**PASSAGE PROVIDED:**

Among all of this was a screenshot of a Facebook post from a former federal employee. In the post, addressed to Trump, she writes that she voted for him in the past three elections. She worked for the USDA for 16 years and was terminated by “the Doge” at 9:00 p.m. on Valentine’s Day.
She tells Trump that she believes the work she does is “vital and important.” Despite her termination letter saying she was let go for “performance reasons,” she writes that all her colleagues agree that she is an important asset to the USDA’s mission in Kentucky.
So, she pleads. “Each time I voted for you, it was because I knew you’d make things right and you’d fix the wrongs,” she wrote. “I’m counting on you now to make this right too. I’m pleading with you to reinstate my employment and give me my job back. Please, Mr. President.”
Your first reaction might be that gut feeling of schadenfreude. To scoff and say “I told you so.” To see this as embarrassing and pathetic. Despite all the damage Trump has caused, even to them personally, people will still believe that he is looking out for them. That he gives one ounce of thought to their struggles.
I feel sorry for these people. I don’t know what it is — cognitive dissonance, sunk cost fallacy, obstinance. In the face of tangible, material harm to their livelihoods and security, it is depressing that so many Americans still cling to such blind loyalty and faith to a man who has demonstrated in every possible way that he has always been a con man.

**MATERIAL PROVIDED:**
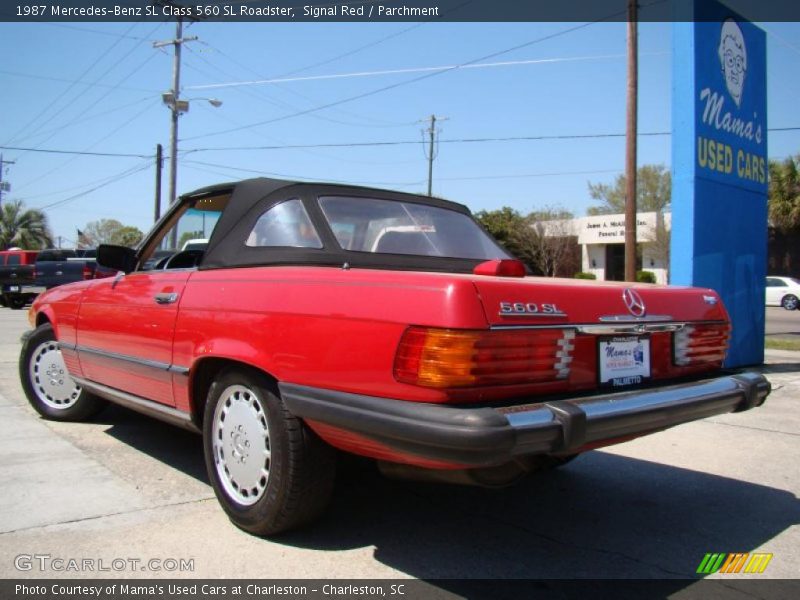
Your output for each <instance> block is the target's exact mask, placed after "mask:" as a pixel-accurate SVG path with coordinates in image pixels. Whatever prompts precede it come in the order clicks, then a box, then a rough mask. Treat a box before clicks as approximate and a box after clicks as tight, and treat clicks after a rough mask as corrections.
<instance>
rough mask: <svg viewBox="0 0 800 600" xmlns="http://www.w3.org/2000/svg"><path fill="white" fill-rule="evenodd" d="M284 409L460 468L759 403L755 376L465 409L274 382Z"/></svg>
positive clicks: (755, 376)
mask: <svg viewBox="0 0 800 600" xmlns="http://www.w3.org/2000/svg"><path fill="white" fill-rule="evenodd" d="M278 385H279V388H280V391H281V396H282V398H283V400H284V402H285V404H286V406H287V407H288V408H289V410H290V411H291V412H293V413H294V414H295V415H297V416H299V417H302V418H304V419H307V420H310V421H312V422H319V423H324V424H326V425H330V426H333V427H336V428H339V429H343V430H346V431H350V432H353V433H357V434H359V435H362V436H364V437H367V438H370V439H372V440H373V441H375V442H377V443H379V444H381V445H382V446H385V447H387V448H389V449H392V450H395V451H397V452H398V453H403V454H410V455H414V456H418V457H421V458H425V459H429V460H436V461H441V462H445V463H451V464H452V465H460V466H467V467H478V466H490V465H498V464H503V463H505V462H508V461H511V460H513V459H514V458H515V457H517V456H528V455H537V454H569V453H575V452H581V451H584V450H588V449H590V448H592V447H597V446H602V445H604V444H612V443H615V442H620V441H624V440H625V439H626V438H631V437H637V436H640V435H645V434H648V433H654V432H656V431H660V430H662V429H667V428H668V427H673V426H675V425H679V424H681V423H687V422H689V421H696V420H698V419H703V418H706V417H710V416H713V415H718V414H722V413H728V412H739V411H743V410H748V409H750V408H753V407H755V406H760V405H761V404H763V403H764V400H765V399H766V397H767V395H768V394H769V393H770V390H771V386H770V383H769V381H767V379H766V378H765V377H764V376H763V375H761V374H758V373H740V374H735V375H724V376H721V377H716V378H714V379H705V380H702V381H695V382H691V383H682V384H676V385H670V386H665V387H660V388H651V389H639V390H632V391H627V392H617V393H611V394H604V395H599V396H598V395H593V396H586V397H581V398H573V399H566V400H555V401H550V402H541V401H540V402H536V403H530V404H522V405H511V406H501V407H482V408H471V407H465V406H446V405H434V404H422V403H418V402H407V401H402V400H393V399H388V398H375V397H371V396H361V395H357V394H348V393H344V392H337V391H332V390H323V389H318V388H309V387H306V386H299V385H295V384H289V383H280V384H278Z"/></svg>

**WHAT YOU WILL DO:**
1. Pull out every line of the entries that contains the string "instance", and treat uppercase and lowercase as different.
2. Extend the passage about the fired USDA employee's plea to Trump, starting right after its last sentence.
The passage about the fired USDA employee's plea to Trump and the entries are unrelated to each other.

**ANSWERS TO THE EXERCISE:**
1.
Your output for each <instance> block is the target's exact mask, placed after "mask:" as a pixel-accurate SVG path with coordinates in image pixels. Whatever prompts precede it come in the order clicks, then a box, then a rough mask. Treat a box before clicks as approximate and a box after clicks as tight, and treat clicks after a rough mask as corrections.
<instance>

2.
I hope these people have that revelation. That they can take off their partisan blinders and see the reality that they have been led astray from. I don’t know if that is possible, though. On an individual scale, maybe. But for the millions who still believe that Trump is going to be their savior, I don’t know what will change their minds.
I didn’t want to be right. I never wanted to gloat and say “I told you so.” Millions of Americans saw the plans laid out bare, from Project 2025 to the tariff policy. They were warned, countless times, from every authority under the sun. In the end, those warnings were right on target.
I wish we had gone down the path where these people, like the rest of us, get hurt. But in the end, the adage “Play stupid games, win stupid prizes” rings true. Or to refer to a less polite idiom, we are in the “Find Out” phase.